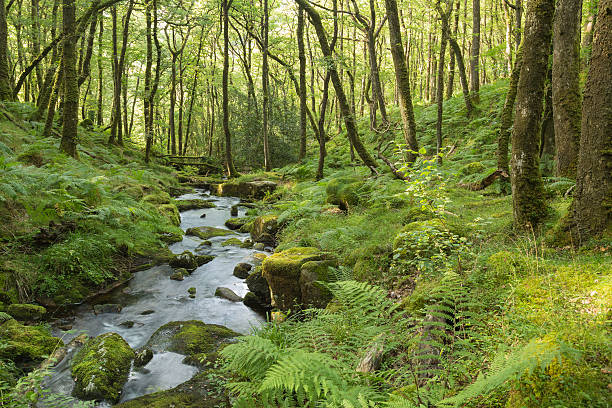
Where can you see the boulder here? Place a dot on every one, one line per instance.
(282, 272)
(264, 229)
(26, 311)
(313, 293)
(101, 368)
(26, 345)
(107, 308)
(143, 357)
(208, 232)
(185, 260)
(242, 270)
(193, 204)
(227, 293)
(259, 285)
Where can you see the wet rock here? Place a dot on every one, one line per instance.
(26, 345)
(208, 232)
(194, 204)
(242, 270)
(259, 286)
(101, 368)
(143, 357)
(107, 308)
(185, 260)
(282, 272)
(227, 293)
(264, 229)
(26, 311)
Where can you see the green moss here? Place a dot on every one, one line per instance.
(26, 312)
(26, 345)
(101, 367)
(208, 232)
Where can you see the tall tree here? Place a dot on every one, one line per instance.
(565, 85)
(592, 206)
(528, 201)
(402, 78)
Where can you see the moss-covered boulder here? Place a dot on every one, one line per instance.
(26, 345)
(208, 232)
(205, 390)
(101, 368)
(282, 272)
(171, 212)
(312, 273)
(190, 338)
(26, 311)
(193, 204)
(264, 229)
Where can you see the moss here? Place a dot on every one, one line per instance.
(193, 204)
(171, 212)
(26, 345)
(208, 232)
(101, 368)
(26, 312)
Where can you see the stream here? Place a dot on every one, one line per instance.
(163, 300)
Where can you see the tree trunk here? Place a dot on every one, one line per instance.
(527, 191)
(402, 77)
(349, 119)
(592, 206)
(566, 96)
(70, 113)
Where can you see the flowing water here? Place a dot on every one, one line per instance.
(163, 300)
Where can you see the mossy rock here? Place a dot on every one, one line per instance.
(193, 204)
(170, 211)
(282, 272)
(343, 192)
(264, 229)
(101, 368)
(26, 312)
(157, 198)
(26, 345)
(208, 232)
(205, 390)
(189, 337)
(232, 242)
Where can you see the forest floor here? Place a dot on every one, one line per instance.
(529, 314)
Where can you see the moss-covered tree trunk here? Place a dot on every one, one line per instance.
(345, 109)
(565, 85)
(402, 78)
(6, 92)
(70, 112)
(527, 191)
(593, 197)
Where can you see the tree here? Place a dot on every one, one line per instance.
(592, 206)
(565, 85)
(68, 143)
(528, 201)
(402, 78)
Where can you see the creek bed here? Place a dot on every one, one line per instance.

*Directions:*
Your job is to transcribe the entries above exactly; skip the pictures.

*Solution:*
Where can you see the boulder here? Place a dot on every one, one line per instance.
(282, 272)
(264, 229)
(26, 311)
(313, 293)
(101, 368)
(26, 345)
(107, 308)
(143, 357)
(208, 232)
(185, 260)
(242, 270)
(193, 204)
(227, 293)
(259, 285)
Where can you see the wet rock here? Place a dot on every one, one line per instance.
(26, 345)
(208, 232)
(194, 204)
(242, 270)
(259, 286)
(101, 368)
(143, 357)
(107, 308)
(185, 260)
(282, 272)
(227, 293)
(264, 229)
(26, 311)
Where can you see the green moss here? Place a dot on every one, one line per instance.
(26, 312)
(26, 345)
(101, 367)
(208, 232)
Where can you see the tall tree here? Place a dot on every one, one line per instance.
(565, 85)
(592, 206)
(528, 201)
(402, 78)
Where can you see the moss-covered boulder here? Place a dot on every one, one line per instance.
(26, 345)
(208, 232)
(205, 390)
(101, 368)
(282, 272)
(171, 212)
(312, 273)
(190, 338)
(26, 311)
(193, 204)
(264, 229)
Where can you see the moss here? Place a dot on every one, one line per instance.
(193, 204)
(171, 212)
(26, 345)
(208, 232)
(101, 368)
(26, 312)
Where can you see the stream here? Place a dot on every one, one line per instance.
(163, 300)
Where can you see the tree trunk here? Place a dot on every one, one line per instance.
(527, 191)
(402, 77)
(349, 119)
(592, 206)
(566, 96)
(70, 113)
Where can you see the flowing water here? Place a dot on every one, one line per instance.
(163, 300)
Where can you see the mossy rock here? Place a dot on every one, one line per instance.
(193, 204)
(170, 211)
(282, 272)
(343, 192)
(264, 229)
(101, 368)
(26, 312)
(157, 198)
(26, 345)
(208, 232)
(205, 390)
(189, 337)
(232, 242)
Where can you see the forest floor here? Place a dot on every one, one line per instance.
(529, 314)
Where can you see the moss-covered tree trunk here? Place a dot on every one, one line per instance.
(345, 109)
(565, 85)
(402, 78)
(6, 92)
(70, 112)
(527, 191)
(593, 197)
Where can you see the tree here? Place a dot on every one, one line per instance.
(592, 206)
(565, 85)
(68, 143)
(528, 201)
(402, 78)
Where can you see the creek bed here? Place a dot on every one, one line per instance.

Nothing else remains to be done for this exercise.